╭──
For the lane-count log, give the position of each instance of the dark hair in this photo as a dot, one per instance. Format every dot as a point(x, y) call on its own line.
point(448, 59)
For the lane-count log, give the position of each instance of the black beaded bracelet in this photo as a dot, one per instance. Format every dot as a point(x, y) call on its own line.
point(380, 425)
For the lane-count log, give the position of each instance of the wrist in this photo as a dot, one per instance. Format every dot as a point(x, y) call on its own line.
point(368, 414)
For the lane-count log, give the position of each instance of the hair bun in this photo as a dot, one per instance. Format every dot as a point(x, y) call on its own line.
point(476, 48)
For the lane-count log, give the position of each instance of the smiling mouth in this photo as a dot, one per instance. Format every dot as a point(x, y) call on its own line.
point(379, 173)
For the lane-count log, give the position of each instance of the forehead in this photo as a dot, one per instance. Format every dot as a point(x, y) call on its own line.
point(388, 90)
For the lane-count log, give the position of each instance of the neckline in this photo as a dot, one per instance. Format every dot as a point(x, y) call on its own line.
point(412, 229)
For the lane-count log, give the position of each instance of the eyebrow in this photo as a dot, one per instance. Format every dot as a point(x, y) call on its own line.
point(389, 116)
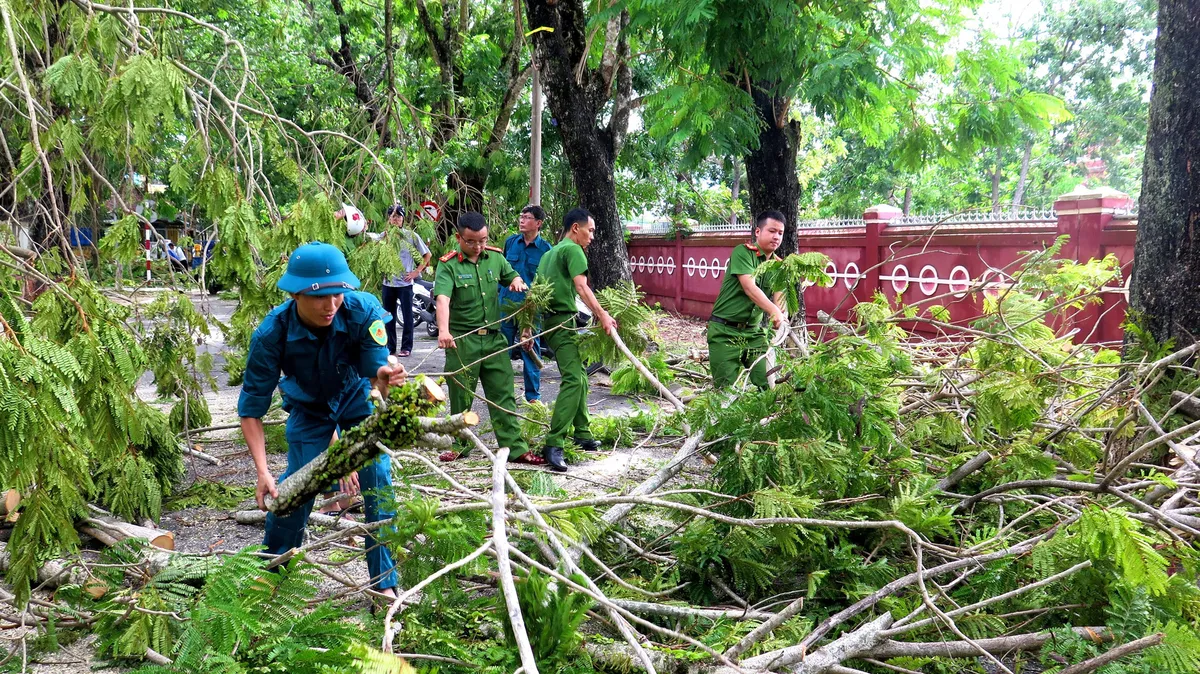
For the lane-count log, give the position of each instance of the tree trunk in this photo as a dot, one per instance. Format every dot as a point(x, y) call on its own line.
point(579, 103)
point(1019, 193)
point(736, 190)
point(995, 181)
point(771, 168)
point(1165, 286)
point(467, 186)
╰──
Write out all of the records above word for word, leaving the pictures out of your answer.

For the lane-count log, give the position of each instance of the dark hair in this photo as a dot, one per instance. Format every dot as a point(x, y) call on its own line.
point(448, 59)
For the lane-count log, give the position of each instance of the black beaded bracelet in this photo as a dot, one per instance. Format every dot as a point(x, y) call on its own line.
point(380, 425)
For the lane-count log, give the position of each instance of the wrist in this photo as a dot, one per instance. Format every dot as a point(x, y) call on its own line.
point(368, 414)
For the lane-count log, give the position of each instance of the hair bun in this photo as a dot, one per instance. Format every dot as a point(x, y) call on its own line.
point(476, 48)
For the lane-count log, give the position of each instance of the smiling mouth in this photo as a dot, one per instance. Format every dot as a point(x, y) call on its own line.
point(379, 173)
For the lane-count log, give the position of each instance of the forehead in this photo as a dot, one per instance. Format every dot as a point(x, y) call on its own line.
point(388, 90)
For the lane-count log, give the position of each instance of the neckline in this photo as a dot, one per instance. Format every dot as a point(x, y) call on its own line.
point(412, 229)
For the lane-count log, give the position of each instance of the eyebrow in this photo as a dot, one per instance. Format every dot as a point(x, y) call on its own line.
point(389, 116)
For the lane-count log, give the position of each instance of the tree trunk in this photo as a dot, one per instance. Format every dot as a point(x, y) call on its own line.
point(579, 103)
point(1019, 193)
point(736, 190)
point(995, 181)
point(771, 168)
point(1165, 286)
point(467, 186)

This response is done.